» **Records shown**
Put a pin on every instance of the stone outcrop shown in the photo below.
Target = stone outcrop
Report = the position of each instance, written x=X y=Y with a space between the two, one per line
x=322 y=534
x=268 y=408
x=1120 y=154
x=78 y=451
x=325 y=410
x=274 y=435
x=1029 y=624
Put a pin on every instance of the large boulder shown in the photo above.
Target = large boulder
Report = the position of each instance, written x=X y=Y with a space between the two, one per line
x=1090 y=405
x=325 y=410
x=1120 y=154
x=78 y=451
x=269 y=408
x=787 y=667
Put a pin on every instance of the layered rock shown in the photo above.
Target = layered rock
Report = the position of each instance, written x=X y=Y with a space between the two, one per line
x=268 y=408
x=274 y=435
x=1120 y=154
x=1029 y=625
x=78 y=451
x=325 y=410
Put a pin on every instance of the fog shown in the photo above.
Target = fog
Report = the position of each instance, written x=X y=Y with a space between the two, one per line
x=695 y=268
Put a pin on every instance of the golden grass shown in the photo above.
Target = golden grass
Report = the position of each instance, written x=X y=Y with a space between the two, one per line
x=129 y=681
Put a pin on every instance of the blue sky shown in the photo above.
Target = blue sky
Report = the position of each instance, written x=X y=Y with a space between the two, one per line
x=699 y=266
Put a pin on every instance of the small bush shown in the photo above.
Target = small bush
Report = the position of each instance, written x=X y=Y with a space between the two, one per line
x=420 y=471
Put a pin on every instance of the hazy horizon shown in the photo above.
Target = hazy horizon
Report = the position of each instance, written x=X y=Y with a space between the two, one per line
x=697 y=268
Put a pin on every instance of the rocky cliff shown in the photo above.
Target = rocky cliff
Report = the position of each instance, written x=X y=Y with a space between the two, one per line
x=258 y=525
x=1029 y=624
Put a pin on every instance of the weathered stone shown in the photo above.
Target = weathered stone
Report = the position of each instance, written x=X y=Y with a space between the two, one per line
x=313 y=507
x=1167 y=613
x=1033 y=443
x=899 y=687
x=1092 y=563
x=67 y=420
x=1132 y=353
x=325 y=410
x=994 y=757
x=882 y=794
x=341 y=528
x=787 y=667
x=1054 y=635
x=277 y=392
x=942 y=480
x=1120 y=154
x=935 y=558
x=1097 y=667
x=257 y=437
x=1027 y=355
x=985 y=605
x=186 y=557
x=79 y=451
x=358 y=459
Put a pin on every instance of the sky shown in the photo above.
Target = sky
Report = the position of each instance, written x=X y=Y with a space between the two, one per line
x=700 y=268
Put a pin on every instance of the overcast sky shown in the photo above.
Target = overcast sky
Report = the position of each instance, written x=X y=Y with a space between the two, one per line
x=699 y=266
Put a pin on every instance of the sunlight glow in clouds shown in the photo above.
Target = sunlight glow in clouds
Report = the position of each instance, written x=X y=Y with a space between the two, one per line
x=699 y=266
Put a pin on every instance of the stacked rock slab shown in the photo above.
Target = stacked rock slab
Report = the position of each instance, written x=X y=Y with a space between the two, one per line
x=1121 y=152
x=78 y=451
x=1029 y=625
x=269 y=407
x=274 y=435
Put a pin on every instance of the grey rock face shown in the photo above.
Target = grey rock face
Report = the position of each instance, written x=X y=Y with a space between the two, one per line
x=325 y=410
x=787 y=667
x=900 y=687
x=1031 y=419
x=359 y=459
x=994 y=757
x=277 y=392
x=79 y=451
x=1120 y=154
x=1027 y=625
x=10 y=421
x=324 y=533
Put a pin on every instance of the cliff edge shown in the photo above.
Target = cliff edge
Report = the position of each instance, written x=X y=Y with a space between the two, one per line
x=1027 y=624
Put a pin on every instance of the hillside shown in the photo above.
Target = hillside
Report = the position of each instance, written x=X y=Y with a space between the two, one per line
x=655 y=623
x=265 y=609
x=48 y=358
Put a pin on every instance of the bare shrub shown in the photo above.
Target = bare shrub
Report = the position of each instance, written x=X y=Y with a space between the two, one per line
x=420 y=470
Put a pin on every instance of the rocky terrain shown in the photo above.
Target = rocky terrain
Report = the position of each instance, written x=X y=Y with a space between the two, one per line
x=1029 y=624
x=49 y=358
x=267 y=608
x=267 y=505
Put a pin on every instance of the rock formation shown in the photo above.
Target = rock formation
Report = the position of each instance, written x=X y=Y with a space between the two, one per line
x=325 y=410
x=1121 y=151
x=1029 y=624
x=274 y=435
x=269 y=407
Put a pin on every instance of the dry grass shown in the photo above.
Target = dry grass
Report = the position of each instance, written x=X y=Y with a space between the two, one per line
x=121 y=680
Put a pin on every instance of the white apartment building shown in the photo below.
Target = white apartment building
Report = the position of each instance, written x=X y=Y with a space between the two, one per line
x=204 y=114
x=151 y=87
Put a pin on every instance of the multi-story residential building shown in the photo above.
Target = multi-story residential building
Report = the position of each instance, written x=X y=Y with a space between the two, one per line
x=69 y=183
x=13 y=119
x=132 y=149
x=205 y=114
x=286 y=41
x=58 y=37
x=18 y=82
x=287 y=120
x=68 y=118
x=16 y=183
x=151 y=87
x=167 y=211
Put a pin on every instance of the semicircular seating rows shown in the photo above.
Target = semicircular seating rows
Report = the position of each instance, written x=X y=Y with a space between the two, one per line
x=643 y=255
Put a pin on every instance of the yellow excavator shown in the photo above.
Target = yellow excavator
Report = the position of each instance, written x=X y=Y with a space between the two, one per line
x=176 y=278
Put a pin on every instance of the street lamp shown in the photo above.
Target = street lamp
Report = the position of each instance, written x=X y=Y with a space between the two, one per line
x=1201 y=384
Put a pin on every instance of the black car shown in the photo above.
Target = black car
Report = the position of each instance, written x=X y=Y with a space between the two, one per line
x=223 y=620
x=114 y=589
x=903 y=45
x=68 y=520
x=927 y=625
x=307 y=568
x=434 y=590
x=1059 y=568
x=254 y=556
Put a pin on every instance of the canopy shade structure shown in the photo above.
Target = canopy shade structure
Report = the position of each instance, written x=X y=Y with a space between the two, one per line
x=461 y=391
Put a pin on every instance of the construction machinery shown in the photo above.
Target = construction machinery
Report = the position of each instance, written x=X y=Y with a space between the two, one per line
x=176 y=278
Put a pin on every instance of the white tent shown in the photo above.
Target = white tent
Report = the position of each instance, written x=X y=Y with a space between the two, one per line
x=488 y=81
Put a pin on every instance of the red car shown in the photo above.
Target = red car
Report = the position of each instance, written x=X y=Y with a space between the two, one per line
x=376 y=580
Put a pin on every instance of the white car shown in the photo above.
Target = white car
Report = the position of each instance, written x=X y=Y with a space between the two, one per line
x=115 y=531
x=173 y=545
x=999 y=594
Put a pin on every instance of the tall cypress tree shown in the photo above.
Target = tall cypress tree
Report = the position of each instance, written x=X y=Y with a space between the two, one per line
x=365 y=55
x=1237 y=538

» **Exercise aim**
Arrange all of the lines above as a JSON list of strings, one string per line, leaving out any blank lines.

» **Answer to this task**
[
  "Put a pin on every instance of the stone outcrop shown in the photo below.",
  "Target = stone outcrop",
  "Report = the position of each instance, written x=X y=Y with a space between the two, one per line",
  "x=322 y=534",
  "x=268 y=408",
  "x=1120 y=154",
  "x=78 y=451",
  "x=325 y=410",
  "x=274 y=435",
  "x=1029 y=624",
  "Put a pin on every instance of the large boulder shown in the photo above.",
  "Target = large boulder",
  "Report = the position of each instance, written x=X y=Y with a space between the two, one per line",
  "x=1090 y=405",
  "x=325 y=410",
  "x=1120 y=154",
  "x=78 y=451",
  "x=269 y=408",
  "x=787 y=667",
  "Put a pin on every instance of the layered rock shown in the photo above.",
  "Target = layered rock",
  "Report = the position of each instance, written x=X y=Y with a space between the two, one per line",
  "x=268 y=408",
  "x=274 y=435",
  "x=1120 y=154",
  "x=1029 y=625",
  "x=78 y=451",
  "x=325 y=410",
  "Put a pin on every instance of the fog shown in the photo above.",
  "Target = fog",
  "Report = the position of each instance, written x=X y=Y with a space between the two, one per line",
  "x=695 y=268",
  "Put a pin on every instance of the golden grass shown in the photo above.",
  "Target = golden grass",
  "Report = the position of each instance, written x=X y=Y with a space between the two, one per line",
  "x=129 y=681",
  "Put a pin on every instance of the blue sky shown in the photo above.",
  "Target = blue sky",
  "Report = the position of each instance, written x=X y=Y with a space between the two, one per line",
  "x=699 y=266",
  "Put a pin on every instance of the small bush shown in the photo above.",
  "Target = small bush",
  "Report = the position of each instance, written x=X y=Y with a space between the two, one per line",
  "x=420 y=471",
  "Put a pin on every instance of the hazy horizon shown in the photo above.",
  "Target = hazy horizon",
  "Report = the position of each instance, written x=X y=Y with a space between the two, one per line",
  "x=697 y=268",
  "Put a pin on every instance of the rocky cliff shown in the photo above.",
  "Target = rocky cliff",
  "Report = the position of each instance, written x=X y=Y with a space between the two, one per line",
  "x=258 y=525",
  "x=1029 y=624",
  "Put a pin on every instance of the weathered stone shown in the photo above.",
  "Target = weathered stone",
  "Report = the position of each instance, written x=X y=Y with a space between the two, one per line",
  "x=313 y=507",
  "x=1167 y=613",
  "x=1033 y=443",
  "x=899 y=687",
  "x=1092 y=563",
  "x=67 y=420",
  "x=1132 y=353",
  "x=325 y=410",
  "x=994 y=757",
  "x=882 y=794",
  "x=341 y=528",
  "x=787 y=667",
  "x=1054 y=635",
  "x=277 y=392",
  "x=942 y=480",
  "x=1120 y=154",
  "x=935 y=558",
  "x=1097 y=667",
  "x=257 y=437",
  "x=1027 y=355",
  "x=985 y=605",
  "x=186 y=557",
  "x=79 y=451",
  "x=358 y=459",
  "Put a pin on every instance of the sky shown in the photo above.",
  "Target = sky",
  "Report = the position of each instance, written x=X y=Y with a space between the two, one per line",
  "x=700 y=268",
  "Put a pin on every instance of the overcast sky shown in the photo above.",
  "Target = overcast sky",
  "Report = the position of each instance, written x=X y=Y with a space between the two, one per line",
  "x=699 y=266",
  "Put a pin on every instance of the sunlight glow in clouds shown in the photo above.",
  "Target = sunlight glow in clouds",
  "Report = the position of each instance, written x=X y=Y with a space between the two, one per line",
  "x=699 y=266",
  "Put a pin on every instance of the stacked rock slab shown in the photo above.",
  "Target = stacked rock slab",
  "Report = the position of each instance, written x=X y=Y with a space between the two, one per line",
  "x=1121 y=152",
  "x=78 y=451",
  "x=1029 y=625",
  "x=269 y=407",
  "x=274 y=435",
  "Put a pin on every instance of the grey rock face shown in the photo above.",
  "Target = grey rock face",
  "Report = the position of each instance, written x=X y=Y with a space between the two, one per line",
  "x=325 y=410",
  "x=787 y=667",
  "x=900 y=687",
  "x=1031 y=419",
  "x=359 y=459",
  "x=994 y=757",
  "x=277 y=392",
  "x=79 y=451",
  "x=1120 y=154",
  "x=1027 y=625",
  "x=10 y=421",
  "x=324 y=533",
  "Put a pin on every instance of the cliff edge shown in the photo above.",
  "Target = cliff edge",
  "Report = the position of each instance, written x=X y=Y with a space between the two, one per line",
  "x=1027 y=624",
  "Put a pin on every instance of the hillside shown in the photo above.",
  "Target = hillside",
  "Report = the position of each instance, written x=X y=Y with a space between the two, one per line",
  "x=655 y=623",
  "x=265 y=609",
  "x=48 y=358",
  "Put a pin on every instance of the bare shrub shown in the photo above.",
  "Target = bare shrub",
  "Report = the position of each instance, written x=X y=Y with a space between the two, one per line",
  "x=420 y=470",
  "Put a pin on every instance of the rocky terrain shown in the photo above.",
  "Target = rocky terrain",
  "Report = the position of each instance, written x=X y=Y with a space between the two, one per line",
  "x=1029 y=624",
  "x=49 y=358",
  "x=267 y=608",
  "x=267 y=505",
  "Put a pin on every instance of the rock formation shown in the photo above.",
  "Target = rock formation",
  "Report = the position of each instance, written x=X y=Y with a space between the two, one per line",
  "x=325 y=410",
  "x=1121 y=151",
  "x=1029 y=624",
  "x=274 y=435",
  "x=269 y=407",
  "Put a pin on every instance of the dry grass shown in the photo above.",
  "Target = dry grass",
  "Report = the position of each instance, written x=X y=Y with a space between the two, one per line",
  "x=121 y=680",
  "Put a pin on every instance of the white apartment building shown in the photo below.",
  "Target = white apartment building",
  "Report = the position of each instance, written x=X y=Y with a space between the two, one per line",
  "x=204 y=114",
  "x=151 y=87",
  "Put a pin on every instance of the multi-story residential building shown in the photo above.",
  "Target = multi-story residential building",
  "Report = the position of each instance, written x=X y=Y with a space between the two, one per line",
  "x=69 y=183",
  "x=13 y=119",
  "x=132 y=149",
  "x=205 y=114",
  "x=286 y=41",
  "x=58 y=37",
  "x=18 y=82",
  "x=287 y=120",
  "x=68 y=118",
  "x=16 y=183",
  "x=151 y=87",
  "x=167 y=211",
  "Put a pin on every instance of the semicircular seating rows shown in the photo above.",
  "Target = semicircular seating rows",
  "Report = the position of each instance, written x=X y=Y with a space between the two, one per line",
  "x=643 y=255",
  "Put a pin on every instance of the yellow excavator shown in the photo above.",
  "Target = yellow excavator",
  "Report = the position of each instance, written x=X y=Y with a space between the two, one per line",
  "x=176 y=278",
  "Put a pin on every instance of the street lamp shown in the photo above.",
  "Target = street lamp",
  "Report = the position of each instance, written x=X y=Y with a space between the two, one per line",
  "x=1201 y=384",
  "Put a pin on every instance of the black car shown in the photo above.",
  "Target = black car",
  "Report = the position of each instance, written x=X y=Y with a space between the two, one per line",
  "x=223 y=620",
  "x=114 y=589",
  "x=903 y=45",
  "x=68 y=520",
  "x=927 y=625",
  "x=307 y=568",
  "x=434 y=590",
  "x=1059 y=568",
  "x=254 y=556",
  "Put a pin on every instance of the canopy shade structure shown in the photo above.",
  "Target = canopy shade structure",
  "Report = the position of each instance, written x=X y=Y with a space between the two, one per line",
  "x=461 y=391",
  "Put a pin on every instance of the construction machinery shown in the photo above.",
  "Target = construction machinery",
  "Report = the position of each instance, written x=X y=Y with a space between the two, one per line",
  "x=176 y=278",
  "Put a pin on every instance of the white tent shown in the photo above.",
  "Target = white tent",
  "Report = the position of each instance, written x=X y=Y with a space between the two, one per line",
  "x=488 y=81",
  "Put a pin on every instance of the red car shown in the photo above.",
  "Target = red car",
  "Report = the position of each instance, written x=X y=Y with a space between the two, one per line",
  "x=376 y=580",
  "Put a pin on every instance of the white car shown in the photo above.",
  "Target = white car",
  "Report = the position of each instance, written x=X y=Y with a space between the two, one per line",
  "x=115 y=531",
  "x=173 y=545",
  "x=999 y=594",
  "Put a pin on every instance of the tall cypress tree shown in the photo above.",
  "Target = tall cypress tree",
  "Report = the position of each instance, written x=X y=Y with a space between the two, one per line",
  "x=365 y=55",
  "x=1237 y=538"
]